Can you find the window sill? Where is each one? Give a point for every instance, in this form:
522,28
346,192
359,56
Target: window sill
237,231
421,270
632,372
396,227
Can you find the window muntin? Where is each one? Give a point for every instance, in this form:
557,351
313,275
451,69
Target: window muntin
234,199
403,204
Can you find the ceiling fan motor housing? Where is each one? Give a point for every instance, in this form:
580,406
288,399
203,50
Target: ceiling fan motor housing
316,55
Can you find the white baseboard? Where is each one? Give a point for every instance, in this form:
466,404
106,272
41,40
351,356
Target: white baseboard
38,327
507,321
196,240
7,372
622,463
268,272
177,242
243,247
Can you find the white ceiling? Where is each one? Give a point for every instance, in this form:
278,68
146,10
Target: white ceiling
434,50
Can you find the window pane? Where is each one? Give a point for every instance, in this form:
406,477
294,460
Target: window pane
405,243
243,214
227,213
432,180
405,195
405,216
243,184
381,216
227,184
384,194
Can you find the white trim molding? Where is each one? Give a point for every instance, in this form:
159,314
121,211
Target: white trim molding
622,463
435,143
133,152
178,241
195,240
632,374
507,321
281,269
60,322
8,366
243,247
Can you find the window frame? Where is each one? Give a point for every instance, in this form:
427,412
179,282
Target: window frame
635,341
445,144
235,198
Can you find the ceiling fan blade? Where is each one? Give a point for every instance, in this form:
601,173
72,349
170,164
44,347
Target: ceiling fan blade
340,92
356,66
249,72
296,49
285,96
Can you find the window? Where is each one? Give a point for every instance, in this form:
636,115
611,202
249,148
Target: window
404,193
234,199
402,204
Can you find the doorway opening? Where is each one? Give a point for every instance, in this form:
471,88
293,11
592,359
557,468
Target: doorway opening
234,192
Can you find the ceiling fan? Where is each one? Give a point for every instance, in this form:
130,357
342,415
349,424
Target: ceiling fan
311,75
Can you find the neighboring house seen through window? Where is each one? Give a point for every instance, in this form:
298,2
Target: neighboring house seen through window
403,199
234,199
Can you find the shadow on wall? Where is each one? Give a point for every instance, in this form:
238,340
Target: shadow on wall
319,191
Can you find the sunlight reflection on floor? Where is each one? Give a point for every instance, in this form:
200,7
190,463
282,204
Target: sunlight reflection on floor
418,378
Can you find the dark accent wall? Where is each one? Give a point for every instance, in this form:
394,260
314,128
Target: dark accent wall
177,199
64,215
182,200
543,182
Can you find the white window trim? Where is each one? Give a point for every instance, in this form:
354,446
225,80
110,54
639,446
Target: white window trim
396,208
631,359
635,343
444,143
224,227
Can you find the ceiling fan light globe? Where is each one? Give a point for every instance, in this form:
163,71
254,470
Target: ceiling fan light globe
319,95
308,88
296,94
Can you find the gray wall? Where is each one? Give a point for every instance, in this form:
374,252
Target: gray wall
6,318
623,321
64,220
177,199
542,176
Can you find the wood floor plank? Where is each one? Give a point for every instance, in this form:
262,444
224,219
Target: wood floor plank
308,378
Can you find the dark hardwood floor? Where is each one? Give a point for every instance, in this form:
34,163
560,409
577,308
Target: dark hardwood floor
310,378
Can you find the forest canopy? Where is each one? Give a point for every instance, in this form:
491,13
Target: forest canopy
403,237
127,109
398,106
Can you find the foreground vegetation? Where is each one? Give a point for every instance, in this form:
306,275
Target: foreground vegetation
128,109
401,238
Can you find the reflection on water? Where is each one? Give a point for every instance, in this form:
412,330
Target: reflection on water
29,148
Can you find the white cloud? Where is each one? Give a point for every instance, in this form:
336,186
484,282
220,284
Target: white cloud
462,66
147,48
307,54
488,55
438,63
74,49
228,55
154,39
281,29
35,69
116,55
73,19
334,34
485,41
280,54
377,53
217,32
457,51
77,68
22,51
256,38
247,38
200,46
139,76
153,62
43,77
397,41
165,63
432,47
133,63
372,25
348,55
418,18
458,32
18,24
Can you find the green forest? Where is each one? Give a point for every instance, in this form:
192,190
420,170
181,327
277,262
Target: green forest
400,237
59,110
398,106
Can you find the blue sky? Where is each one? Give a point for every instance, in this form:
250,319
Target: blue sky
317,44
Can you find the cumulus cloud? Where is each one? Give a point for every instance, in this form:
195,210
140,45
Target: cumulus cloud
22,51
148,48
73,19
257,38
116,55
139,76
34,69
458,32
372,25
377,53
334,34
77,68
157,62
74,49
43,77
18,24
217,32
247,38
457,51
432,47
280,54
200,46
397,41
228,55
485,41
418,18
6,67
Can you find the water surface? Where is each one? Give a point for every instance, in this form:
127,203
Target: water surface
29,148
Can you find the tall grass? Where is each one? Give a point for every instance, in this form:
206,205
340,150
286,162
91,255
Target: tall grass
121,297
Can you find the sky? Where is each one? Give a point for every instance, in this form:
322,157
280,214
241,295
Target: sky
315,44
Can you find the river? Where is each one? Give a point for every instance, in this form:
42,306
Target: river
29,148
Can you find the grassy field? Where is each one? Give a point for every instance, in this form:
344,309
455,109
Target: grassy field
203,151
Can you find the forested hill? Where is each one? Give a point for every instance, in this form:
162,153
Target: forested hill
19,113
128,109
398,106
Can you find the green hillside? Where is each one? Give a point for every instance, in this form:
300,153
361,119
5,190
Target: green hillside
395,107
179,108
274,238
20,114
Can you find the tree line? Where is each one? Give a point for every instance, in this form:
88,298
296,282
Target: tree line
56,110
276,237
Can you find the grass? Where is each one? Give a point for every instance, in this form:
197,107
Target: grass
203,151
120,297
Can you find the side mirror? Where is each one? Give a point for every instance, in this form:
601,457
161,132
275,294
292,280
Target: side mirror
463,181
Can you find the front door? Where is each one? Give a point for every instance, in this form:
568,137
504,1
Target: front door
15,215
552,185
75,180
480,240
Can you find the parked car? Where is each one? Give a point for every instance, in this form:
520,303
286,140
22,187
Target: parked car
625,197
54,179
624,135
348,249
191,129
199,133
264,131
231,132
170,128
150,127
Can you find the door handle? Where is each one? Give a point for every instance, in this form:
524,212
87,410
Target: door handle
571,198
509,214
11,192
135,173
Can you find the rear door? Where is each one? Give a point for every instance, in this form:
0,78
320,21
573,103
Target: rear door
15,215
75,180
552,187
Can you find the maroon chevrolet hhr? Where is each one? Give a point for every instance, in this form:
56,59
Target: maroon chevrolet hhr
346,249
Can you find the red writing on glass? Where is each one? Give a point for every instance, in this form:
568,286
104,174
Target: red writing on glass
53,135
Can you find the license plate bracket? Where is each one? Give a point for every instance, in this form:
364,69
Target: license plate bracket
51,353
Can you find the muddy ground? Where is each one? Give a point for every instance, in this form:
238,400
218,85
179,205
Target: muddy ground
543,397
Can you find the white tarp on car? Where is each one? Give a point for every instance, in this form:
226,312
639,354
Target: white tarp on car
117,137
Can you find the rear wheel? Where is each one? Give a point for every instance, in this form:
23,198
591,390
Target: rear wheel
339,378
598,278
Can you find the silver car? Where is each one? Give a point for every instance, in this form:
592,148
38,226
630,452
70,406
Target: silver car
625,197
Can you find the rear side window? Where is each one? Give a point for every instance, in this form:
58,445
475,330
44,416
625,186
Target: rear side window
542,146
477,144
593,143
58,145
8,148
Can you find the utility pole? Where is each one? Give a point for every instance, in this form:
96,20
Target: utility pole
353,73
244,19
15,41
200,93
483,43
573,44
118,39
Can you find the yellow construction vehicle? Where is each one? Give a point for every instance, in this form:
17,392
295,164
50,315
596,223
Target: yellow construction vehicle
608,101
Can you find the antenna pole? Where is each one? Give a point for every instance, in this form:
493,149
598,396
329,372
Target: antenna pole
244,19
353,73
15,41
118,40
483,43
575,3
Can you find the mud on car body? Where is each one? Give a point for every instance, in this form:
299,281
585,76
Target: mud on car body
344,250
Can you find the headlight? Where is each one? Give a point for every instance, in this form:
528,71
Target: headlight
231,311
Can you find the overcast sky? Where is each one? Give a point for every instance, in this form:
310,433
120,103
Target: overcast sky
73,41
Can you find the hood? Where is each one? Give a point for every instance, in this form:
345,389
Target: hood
****************
#### Work order
Your task is to copy each line of the entries that includes the word "hood".

#### Written solution
Can you find the hood? Where is each one? Give a point for every instance, in this form:
Target: hood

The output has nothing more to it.